Aim: Please quote every one of the records below, reproducing each line exactly.
--- BEGIN Items ---
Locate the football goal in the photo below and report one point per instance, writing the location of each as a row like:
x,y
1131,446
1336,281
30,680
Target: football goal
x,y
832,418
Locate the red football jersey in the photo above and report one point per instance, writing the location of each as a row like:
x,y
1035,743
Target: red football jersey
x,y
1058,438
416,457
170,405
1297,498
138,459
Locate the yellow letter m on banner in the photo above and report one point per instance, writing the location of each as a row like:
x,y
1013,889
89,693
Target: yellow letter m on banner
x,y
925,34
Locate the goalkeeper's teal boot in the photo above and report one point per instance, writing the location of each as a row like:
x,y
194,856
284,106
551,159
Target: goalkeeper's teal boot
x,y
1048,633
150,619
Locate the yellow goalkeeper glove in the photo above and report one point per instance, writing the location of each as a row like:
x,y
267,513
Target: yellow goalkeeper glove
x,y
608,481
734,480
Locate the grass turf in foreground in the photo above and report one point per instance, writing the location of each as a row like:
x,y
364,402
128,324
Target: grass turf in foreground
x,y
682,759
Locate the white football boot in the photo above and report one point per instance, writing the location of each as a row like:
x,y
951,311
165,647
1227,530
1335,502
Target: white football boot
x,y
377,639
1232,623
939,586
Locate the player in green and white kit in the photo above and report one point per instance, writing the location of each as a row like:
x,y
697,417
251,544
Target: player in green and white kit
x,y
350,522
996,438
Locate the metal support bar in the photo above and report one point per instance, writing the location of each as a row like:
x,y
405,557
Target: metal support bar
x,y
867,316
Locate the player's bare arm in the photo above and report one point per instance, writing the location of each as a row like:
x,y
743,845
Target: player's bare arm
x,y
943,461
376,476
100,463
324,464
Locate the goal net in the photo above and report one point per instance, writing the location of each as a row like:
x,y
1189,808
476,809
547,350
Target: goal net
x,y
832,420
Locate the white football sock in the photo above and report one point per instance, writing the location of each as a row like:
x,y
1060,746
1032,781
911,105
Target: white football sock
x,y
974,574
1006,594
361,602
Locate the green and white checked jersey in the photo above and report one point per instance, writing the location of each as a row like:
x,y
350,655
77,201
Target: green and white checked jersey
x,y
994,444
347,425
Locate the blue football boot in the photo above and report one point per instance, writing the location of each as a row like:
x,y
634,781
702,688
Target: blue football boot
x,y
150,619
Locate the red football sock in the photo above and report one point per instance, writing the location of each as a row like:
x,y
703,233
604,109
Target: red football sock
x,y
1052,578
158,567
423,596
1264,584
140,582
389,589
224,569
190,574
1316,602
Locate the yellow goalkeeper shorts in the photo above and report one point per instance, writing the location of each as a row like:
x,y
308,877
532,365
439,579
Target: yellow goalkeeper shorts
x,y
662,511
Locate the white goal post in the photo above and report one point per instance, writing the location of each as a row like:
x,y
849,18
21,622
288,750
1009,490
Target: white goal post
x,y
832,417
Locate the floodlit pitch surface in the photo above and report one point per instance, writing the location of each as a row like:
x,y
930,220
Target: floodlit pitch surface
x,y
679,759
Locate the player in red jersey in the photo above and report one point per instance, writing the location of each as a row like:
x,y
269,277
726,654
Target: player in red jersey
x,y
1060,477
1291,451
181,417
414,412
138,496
--- END Items ---
Task result:
Locate the football goal in the photo below and report one point per instance, writing the location of each as a row like:
x,y
1131,446
1336,281
30,680
Target: football goal
x,y
832,418
Locate the red football jersey in the photo above and report one point per instance, writing the location of each as a row like:
x,y
1035,743
Target: red football jersey
x,y
1058,438
416,457
170,405
1297,498
138,459
Locate the yellow letter m on banner in the photo above and report one point per instance, writing the location of each as a row like:
x,y
1013,889
89,693
Target: yellow letter m on banner
x,y
925,34
Locate the goalkeeper's teal boot in the photo above and report one point per instance, writing the location of each as a row like:
x,y
194,856
284,106
551,159
Target: goalkeeper's teal boot
x,y
1048,633
150,619
Locate the yellow goalkeeper glove in the photo above and report one point per instance, writing the location of each as a row like:
x,y
267,513
Target: yellow goalkeeper glove
x,y
608,481
734,480
Locate the grass turf in foreground in the photo above and report one point per instance, writing the location of each as a row like:
x,y
364,402
128,324
Target: grass turf in foreground
x,y
682,759
Locate the white football boot in the photo above and report one point per instance, writing the location of each as a row like:
x,y
951,311
165,647
1227,530
1335,502
Target: white football boot
x,y
377,639
1232,623
939,586
Locate the player in green and white kit in the photo above and report one point per instance, writing the location of each as a row like:
x,y
697,417
251,544
Target: player in green and white kit
x,y
350,522
996,438
Locate the metal support bar in the photo above and report one point per instance, writing the location of each as a row like:
x,y
405,557
Target: metal support bar
x,y
867,316
Locate the player's bare arm in the photo above and report one point per instance, writing the location of each as a row like:
x,y
743,845
Target: player's bare arm
x,y
943,461
376,476
100,463
324,464
Locate the goal net in the photo above and report one point per instance, writing the location of each as a row like:
x,y
1189,808
476,809
547,350
Target: goal net
x,y
832,420
Locate the white football sock in the photo above and report one point per instance, writing the location of each as a row like:
x,y
1060,746
1032,781
911,105
Target: white football sock
x,y
974,574
1006,594
361,602
Locate the green and white checked jersey in the photo above and report one point per instance, writing the location of each as a row like:
x,y
350,655
77,201
Target: green and white checked jersey
x,y
994,444
347,425
Locate the blue football boot in the photo above and report one point per instance, writing the location of each as a row like:
x,y
634,781
702,688
Target: blue football boot
x,y
150,619
Locate the red football sock in the photo above and report one point per instance, writing the location of each as a row like:
x,y
703,233
604,109
Target: red football sock
x,y
1052,578
158,567
423,596
1264,584
140,582
389,589
224,569
190,574
1316,602
Locate the yellow goalkeeper shorts in the photo above and report one point per instance, writing the location of each as a row like:
x,y
308,877
532,365
439,579
Target: yellow goalkeeper shorts
x,y
662,511
Locate the white goal post in the photo above and report one point per instance, writing the location of each as a row like:
x,y
849,18
21,622
288,750
1009,490
Target: white goal post
x,y
832,417
Locate the floodlit pitch surface in the photo above and report one point per instance, writing the location of each as a row like:
x,y
930,220
Target: floodlit pitch surface
x,y
679,759
Locate the player in red jersey in the photo above and report one point per instance, writing the location of each as a row like:
x,y
269,277
726,654
Target: player in red jersey
x,y
1060,477
1291,451
181,417
414,412
138,496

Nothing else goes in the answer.